__Exercise instructions__
Your answer should consist of all lines in the listing that hold the word "wall".

__Dataset extract__
§ §
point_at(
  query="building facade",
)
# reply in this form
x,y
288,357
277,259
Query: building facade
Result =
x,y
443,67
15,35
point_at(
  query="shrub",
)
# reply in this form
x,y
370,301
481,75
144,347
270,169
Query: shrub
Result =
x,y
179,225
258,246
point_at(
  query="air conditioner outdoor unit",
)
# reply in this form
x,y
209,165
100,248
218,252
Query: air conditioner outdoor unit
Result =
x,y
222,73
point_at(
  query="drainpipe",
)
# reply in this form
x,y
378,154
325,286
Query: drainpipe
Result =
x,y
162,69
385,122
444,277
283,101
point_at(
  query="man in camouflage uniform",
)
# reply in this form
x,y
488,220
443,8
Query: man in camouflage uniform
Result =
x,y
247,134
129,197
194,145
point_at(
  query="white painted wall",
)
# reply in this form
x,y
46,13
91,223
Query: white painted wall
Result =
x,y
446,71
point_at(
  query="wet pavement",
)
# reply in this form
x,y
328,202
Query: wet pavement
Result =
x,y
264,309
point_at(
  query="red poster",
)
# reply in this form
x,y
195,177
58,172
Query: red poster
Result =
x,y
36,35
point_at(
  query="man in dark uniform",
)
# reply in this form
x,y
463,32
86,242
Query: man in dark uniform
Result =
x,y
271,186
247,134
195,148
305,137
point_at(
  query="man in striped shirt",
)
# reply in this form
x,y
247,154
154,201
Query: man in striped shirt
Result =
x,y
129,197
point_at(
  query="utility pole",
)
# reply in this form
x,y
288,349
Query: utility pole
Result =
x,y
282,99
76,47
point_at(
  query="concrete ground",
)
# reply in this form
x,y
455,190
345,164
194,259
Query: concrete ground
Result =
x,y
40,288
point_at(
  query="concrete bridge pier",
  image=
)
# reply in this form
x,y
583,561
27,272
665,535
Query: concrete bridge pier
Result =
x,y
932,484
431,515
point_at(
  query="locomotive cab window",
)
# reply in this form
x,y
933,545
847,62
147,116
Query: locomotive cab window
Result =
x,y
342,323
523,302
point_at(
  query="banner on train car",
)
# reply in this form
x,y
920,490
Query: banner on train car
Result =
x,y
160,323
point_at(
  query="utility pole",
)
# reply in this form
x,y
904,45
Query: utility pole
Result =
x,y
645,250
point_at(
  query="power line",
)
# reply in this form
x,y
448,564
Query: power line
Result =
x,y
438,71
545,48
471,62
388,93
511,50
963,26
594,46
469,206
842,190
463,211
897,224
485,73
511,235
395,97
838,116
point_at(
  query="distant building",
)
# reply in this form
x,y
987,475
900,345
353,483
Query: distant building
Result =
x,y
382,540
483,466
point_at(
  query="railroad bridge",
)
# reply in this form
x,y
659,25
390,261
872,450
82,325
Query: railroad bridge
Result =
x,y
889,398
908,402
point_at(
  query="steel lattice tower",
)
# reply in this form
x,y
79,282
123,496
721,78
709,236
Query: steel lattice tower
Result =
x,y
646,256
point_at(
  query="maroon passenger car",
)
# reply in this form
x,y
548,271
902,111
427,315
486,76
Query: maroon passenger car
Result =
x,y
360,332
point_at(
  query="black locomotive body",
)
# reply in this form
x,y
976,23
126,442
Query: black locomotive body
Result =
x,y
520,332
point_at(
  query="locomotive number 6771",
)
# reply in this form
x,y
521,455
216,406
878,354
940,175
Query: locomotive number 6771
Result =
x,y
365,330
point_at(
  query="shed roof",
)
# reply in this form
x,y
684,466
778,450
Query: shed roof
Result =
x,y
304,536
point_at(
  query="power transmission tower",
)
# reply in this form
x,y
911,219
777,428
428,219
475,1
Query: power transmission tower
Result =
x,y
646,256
§ §
__Response__
  query="white painted wall",
Query: white painted wall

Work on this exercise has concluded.